## start EXTRACTED ENTRIES

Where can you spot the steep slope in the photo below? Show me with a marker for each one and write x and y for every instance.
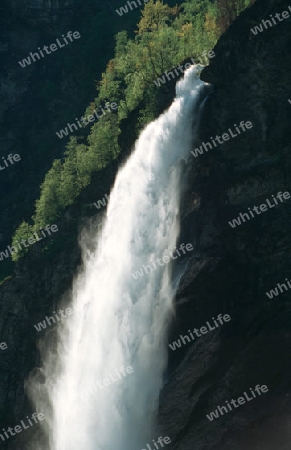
(235, 267)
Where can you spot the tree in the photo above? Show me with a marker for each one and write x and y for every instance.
(155, 16)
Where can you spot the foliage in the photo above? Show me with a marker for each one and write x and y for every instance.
(165, 36)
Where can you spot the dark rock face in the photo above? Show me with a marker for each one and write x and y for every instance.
(235, 267)
(230, 273)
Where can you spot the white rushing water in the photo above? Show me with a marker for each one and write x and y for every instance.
(118, 320)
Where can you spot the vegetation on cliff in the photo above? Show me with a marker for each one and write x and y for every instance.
(165, 36)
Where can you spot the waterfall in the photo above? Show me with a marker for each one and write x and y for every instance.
(119, 323)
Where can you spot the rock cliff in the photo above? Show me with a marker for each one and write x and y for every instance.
(230, 273)
(235, 267)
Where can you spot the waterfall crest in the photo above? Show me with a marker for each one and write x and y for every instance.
(118, 320)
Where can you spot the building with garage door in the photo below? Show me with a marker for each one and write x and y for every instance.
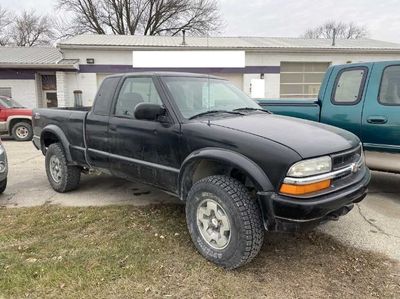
(263, 67)
(29, 74)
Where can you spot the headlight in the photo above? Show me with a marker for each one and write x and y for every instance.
(310, 167)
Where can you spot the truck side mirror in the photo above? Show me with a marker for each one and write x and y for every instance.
(148, 111)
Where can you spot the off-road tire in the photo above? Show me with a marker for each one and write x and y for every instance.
(3, 185)
(247, 232)
(25, 125)
(70, 175)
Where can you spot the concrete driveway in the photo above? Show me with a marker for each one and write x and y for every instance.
(374, 224)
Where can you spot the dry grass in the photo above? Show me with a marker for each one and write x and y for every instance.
(120, 252)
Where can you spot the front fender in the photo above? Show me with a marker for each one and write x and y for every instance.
(235, 159)
(58, 132)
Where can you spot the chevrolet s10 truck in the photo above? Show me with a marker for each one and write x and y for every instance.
(362, 98)
(240, 169)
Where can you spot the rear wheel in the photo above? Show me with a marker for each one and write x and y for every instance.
(22, 131)
(224, 221)
(62, 177)
(3, 185)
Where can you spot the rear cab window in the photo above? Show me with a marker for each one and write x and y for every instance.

## end EXTRACTED ENTRIES

Copy out every line of the records above word for word, skipping the pictures.

Where can you spot the steep slope in the photo below? Show me with a marker for each one and write x and y for every instance.
(235, 267)
Where can you spot the tree in the photo above? Show me with a marker for each one and write x and y for every instance.
(155, 16)
Where can you spot the foliage in the photo above? Show me with a marker for each one and write x and y for every instance.
(165, 36)
Where can you spot the dark rock face in the photo above? Show me with a marker for each one and write x and y for every instance.
(235, 267)
(230, 273)
Where can you spot the white rushing water in the photo above? Show me with a marker for each one and write x and y for every instance.
(118, 320)
Where can you spot the vegetation on cliff in the photo above? Show me with a marker for each one and write x and y for every instance.
(165, 36)
Where can you spot the waterfall in the photo above? Show me with a marker for each one and write x and y for every instance.
(119, 323)
Where can you spot the rock cliff in the photo above? Show me with a marker for each one and write x and y for every instance.
(230, 273)
(235, 267)
Where can you spot the waterfall crest in the photo above? Show me with a marker for each one and write x and y for every instance.
(118, 320)
Where can you spot the building with garage door in the photo below? Show me with a marker for each one and write x and y for every instance.
(263, 67)
(29, 74)
Where can you spot the headlight in the photo above? Show me with a marker for each one and write x and y for every instance.
(310, 167)
Where can you spot the truck side mirror in the photo above? Show me with a marker for each one and write x and y for every instance.
(148, 111)
Where can you spot the off-road tire in the photo above? Show me with a marker for each one and write x and y for every instance.
(3, 185)
(247, 232)
(25, 125)
(70, 175)
Where can you spot the concrete driveway in the photo above? Show me with a marker for each one and write x and y for every instance.
(374, 224)
Where can you spot the dry grass in the photo above? Show me with a marker for each one and write x and y for every instance.
(120, 252)
Where can you spot the front fender in the photo above? Show me with a marker for each one and write x and y for every instance.
(235, 159)
(58, 132)
Where can you spot the chevrolet s10 truck in the photo above? Show me with a marker for each one and write x and y for every instance.
(362, 98)
(240, 169)
Where can you spot the rear wheel in the photo above? Show me with a marker for each one and write x and y for every instance.
(22, 131)
(224, 221)
(62, 177)
(3, 185)
Where can you spot the rear cab window in the photo above? Show me with a marker for each one and write x and y for every instance.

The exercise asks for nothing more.